__Exercise set__:
[1] From the pesticide registry article, copy everything from "Board of Pesticides Control: Pesticide" down to "strong public opposition." word for word.
[2] Using the pesticide registry article, mark each statement yes or no and quote the words of the article that decide it. (a) The Board approved two new exemptions at a February 27 work session. (b) MOFGA opposed the proposed registry at the first public hearing in June 1997. (c) Under the registry rules, notice must come at least six hours before an application.
[3] Under Ch. 22 of BPC regulations, as described in the pesticide registry article, how close to a home must an outdoor pesticide application be for a property owner or tenant to request notice of it?
───── Exercise text ─────
Board of Pesticides Control: Pesticide Notification Registry Takes a Tailspin

With each round of public hearings on the proposed pesticide notification registry, well organized opposition to the proposal has induced the Board of Pesticides Control (BPC) to further contract the scope and usefulness of the rules. At a February 27 work session, the Board approved two new gaping exemptions to the rules and raised fees to a point that would be unaffordable for most people. At a public hearing on the new revisions on May 1, the Board met strong public opposition.

Registry exemptions

Following the organized opposition of the agricultural community at the first public hearing on the proposals in June, 1997 – with the sole exception of MOFGA, which strongly supported the proposed registry — the Board voted last August to broadly exempt agriculture from the registry requirements (Dec/Feb. 98 MOF&G). People who wanted notice of pesticide applications by neighboring farmers were relegated to the less formal provisions of Ch. 22 of BPC regulations, which allow any property owner or tenant to request notice of any outdoor pesticide application that may occur within 500 feet of his or her home. The notification requirement may be satisfied, however, by only one notice for a growing season, stating the “approximate” date(s) when pesticides will be applied. If the property owner is dissatisfied with this notice, additional agreements may be negotiated, and a complaint may be made to the BPC if the parties are unable to agree about the adequacy of notice. By contrast, the pesticide notification registry rules require that time of application be pinpointed within a 24 hour period, and be given at least six hours and not more than 14 days in advance. By leaving much more up to negotiation between the parties and case-by-case determination by the Board, the informal rules are arguably less “user friendly.” (For one example of when they completely failed, see Enforcement Actions, below).

The agricultural exemption was spurred by farmers’ testimony about the difficulty of precisely predicting application times and products given variations in weather and field conditions, and the mandates of IPM techniques. Even without formal procedures for agricultural notification, much pesticide application in the state was still covered by the proposed rules. After virtually no discussion at the February 27 meeting, however, the Board voted two additional huge exemptions to the rules – for all rights-of-way applications, including MDOT highway applications and railway applications, and for all structural pest control applications within 8 feet of the customer’s residence (although staff member Tammy Gould commented that her residence was within 8 feet of her neighbor’s home. The Board did not consider the possibility that the tenant in the very building receiving the structural application could be a member of the pesticide registry and be unaware of an application contracted by a landlord). With these exemptions, the pesticide applications subject to the registry were essentially reduced to cosmetic turf and ornamental applications, either by homeowners or commercial applicators, and to forest applications.
───── Raw data ─────
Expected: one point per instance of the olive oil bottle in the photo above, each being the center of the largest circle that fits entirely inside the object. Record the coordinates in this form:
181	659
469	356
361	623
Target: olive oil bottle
─────
__Solutions__:
[1]
Board of Pesticides Control: Pesticide Notification Registry Takes a Tailspin

With each round of public hearings on the proposed pesticide notification registry, well organized opposition to the proposal has induced the Board of Pesticides Control (BPC) to further contract the scope and usefulness of the rules. At a February 27 work session, the Board approved two new gaping exemptions to the rules and raised fees to a point that would be unaffordable for most people. At a public hearing on the new revisions on May 1, the Board met strong public opposition.

[2]
(a) Yes: "At a February 27 work session, the Board approved two new gaping exemptions to the rules"
(b) No: "with the sole exception of MOFGA, which strongly supported the proposed registry"
(c) Yes: "be given at least six hours and not more than 14 days in advance"

[3] Within 500 feet of the home.